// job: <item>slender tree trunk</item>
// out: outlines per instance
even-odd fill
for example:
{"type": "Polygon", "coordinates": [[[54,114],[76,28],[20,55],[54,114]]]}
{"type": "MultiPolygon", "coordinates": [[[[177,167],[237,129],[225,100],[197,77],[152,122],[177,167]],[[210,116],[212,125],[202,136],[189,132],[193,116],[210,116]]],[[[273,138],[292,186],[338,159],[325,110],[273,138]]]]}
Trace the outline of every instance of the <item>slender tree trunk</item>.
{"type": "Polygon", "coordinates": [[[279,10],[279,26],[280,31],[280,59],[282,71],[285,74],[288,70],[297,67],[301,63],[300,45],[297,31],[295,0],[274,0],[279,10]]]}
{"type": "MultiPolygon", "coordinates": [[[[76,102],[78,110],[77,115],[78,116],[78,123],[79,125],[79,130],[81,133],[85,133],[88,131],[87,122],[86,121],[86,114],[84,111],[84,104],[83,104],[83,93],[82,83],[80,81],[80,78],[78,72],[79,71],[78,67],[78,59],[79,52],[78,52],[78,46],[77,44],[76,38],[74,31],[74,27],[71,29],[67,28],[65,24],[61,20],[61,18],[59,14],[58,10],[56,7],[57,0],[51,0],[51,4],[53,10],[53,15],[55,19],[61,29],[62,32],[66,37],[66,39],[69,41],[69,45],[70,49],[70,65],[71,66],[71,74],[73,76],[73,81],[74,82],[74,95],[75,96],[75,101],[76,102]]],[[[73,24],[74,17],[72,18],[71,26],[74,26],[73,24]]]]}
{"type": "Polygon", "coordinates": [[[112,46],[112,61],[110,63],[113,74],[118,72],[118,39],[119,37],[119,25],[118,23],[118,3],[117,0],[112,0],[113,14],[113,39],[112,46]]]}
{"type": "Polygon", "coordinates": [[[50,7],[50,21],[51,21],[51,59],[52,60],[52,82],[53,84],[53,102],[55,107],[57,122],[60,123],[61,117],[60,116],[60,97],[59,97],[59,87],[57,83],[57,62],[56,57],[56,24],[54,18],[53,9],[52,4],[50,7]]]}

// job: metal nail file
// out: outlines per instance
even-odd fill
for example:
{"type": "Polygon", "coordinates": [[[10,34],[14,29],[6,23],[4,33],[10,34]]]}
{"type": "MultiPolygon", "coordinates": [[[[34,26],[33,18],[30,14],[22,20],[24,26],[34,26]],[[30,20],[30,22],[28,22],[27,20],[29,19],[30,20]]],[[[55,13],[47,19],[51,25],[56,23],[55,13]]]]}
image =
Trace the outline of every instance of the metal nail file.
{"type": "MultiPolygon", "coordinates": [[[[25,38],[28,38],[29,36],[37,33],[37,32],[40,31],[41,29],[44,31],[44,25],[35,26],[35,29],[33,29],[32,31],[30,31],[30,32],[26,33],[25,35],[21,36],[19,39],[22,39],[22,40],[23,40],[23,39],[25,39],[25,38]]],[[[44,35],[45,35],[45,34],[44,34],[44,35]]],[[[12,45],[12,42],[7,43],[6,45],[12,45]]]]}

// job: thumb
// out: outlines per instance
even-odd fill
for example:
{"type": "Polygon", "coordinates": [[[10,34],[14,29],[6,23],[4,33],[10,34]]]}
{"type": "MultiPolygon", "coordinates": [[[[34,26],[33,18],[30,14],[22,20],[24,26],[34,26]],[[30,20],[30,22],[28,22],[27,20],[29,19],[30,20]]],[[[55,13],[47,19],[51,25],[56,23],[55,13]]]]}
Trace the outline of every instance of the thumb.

★ ★ ★ ★ ★ ★ ★

▸ **Stated goal**
Reproduce every one of the entries above again, character for character, leaving nothing out and changing nothing.

▸ **Worked solution**
// job: <item>slender tree trunk</item>
// out: outlines per instance
even-odd fill
for example:
{"type": "Polygon", "coordinates": [[[54,114],[76,28],[20,55],[54,114]]]}
{"type": "MultiPolygon", "coordinates": [[[[177,167],[237,129],[225,100],[197,77],[152,122],[177,167]],[[210,116],[212,125],[202,136],[189,132],[193,116],[210,116]]],[[[273,138],[292,186],[338,159],[325,110],[273,138]]]]}
Trace the outline of every instance of the <item>slender tree trunk</item>.
{"type": "Polygon", "coordinates": [[[279,10],[279,26],[280,31],[280,59],[282,71],[285,74],[288,70],[297,67],[301,63],[300,45],[297,31],[295,0],[274,0],[279,10]]]}
{"type": "MultiPolygon", "coordinates": [[[[76,102],[78,110],[77,115],[78,116],[78,123],[79,125],[79,130],[81,133],[85,133],[88,131],[87,122],[86,121],[86,114],[84,111],[84,104],[83,104],[83,93],[82,83],[80,81],[80,78],[78,72],[79,71],[78,67],[78,59],[79,52],[78,52],[78,46],[77,44],[76,38],[74,31],[74,27],[71,29],[67,28],[65,24],[61,20],[61,18],[59,14],[58,10],[56,7],[57,0],[51,0],[51,4],[53,10],[53,15],[55,19],[61,29],[62,32],[66,37],[66,39],[69,41],[69,45],[70,49],[70,65],[71,66],[71,74],[73,76],[73,81],[74,82],[74,95],[75,96],[75,101],[76,102]]],[[[73,24],[74,17],[72,18],[71,26],[74,26],[73,24]]]]}
{"type": "Polygon", "coordinates": [[[112,46],[112,61],[110,63],[113,74],[118,72],[118,39],[119,37],[119,25],[118,23],[118,3],[117,0],[112,0],[113,14],[113,39],[112,46]]]}
{"type": "Polygon", "coordinates": [[[50,7],[50,21],[51,21],[51,59],[52,60],[52,82],[53,84],[53,102],[55,107],[57,122],[60,123],[61,117],[60,116],[60,97],[59,97],[59,87],[57,83],[57,62],[56,57],[56,24],[54,18],[53,9],[52,4],[50,7]]]}

// job: metal nail file
// out: outlines per instance
even-odd fill
for example:
{"type": "Polygon", "coordinates": [[[10,34],[14,29],[6,23],[4,33],[10,34]]]}
{"type": "MultiPolygon", "coordinates": [[[[34,26],[33,18],[30,14],[22,20],[24,26],[34,26]],[[30,20],[30,22],[28,22],[27,20],[29,19],[30,20]]],[[[55,13],[47,19],[51,25],[56,23],[55,13]]]]}
image =
Trace the outline of every instance of the metal nail file.
{"type": "MultiPolygon", "coordinates": [[[[25,38],[28,38],[29,36],[37,33],[37,32],[40,31],[41,29],[44,31],[44,25],[35,26],[35,29],[33,29],[32,31],[30,31],[30,32],[26,33],[25,35],[21,36],[19,39],[22,39],[22,40],[23,40],[23,39],[25,39],[25,38]]],[[[44,35],[45,35],[45,34],[44,34],[44,35]]],[[[12,45],[12,42],[7,43],[6,45],[12,45]]]]}

// job: thumb
// out: outlines per instance
even-odd fill
for example:
{"type": "Polygon", "coordinates": [[[10,34],[14,29],[6,23],[4,33],[10,34]]]}
{"type": "MultiPolygon", "coordinates": [[[[34,26],[33,18],[30,14],[22,20],[24,26],[34,26]],[[30,20],[30,22],[28,22],[27,20],[29,19],[30,20]]],[[[55,13],[47,19],[51,25],[56,23],[55,13]]]]}
Trace the outline of every instance of the thumb.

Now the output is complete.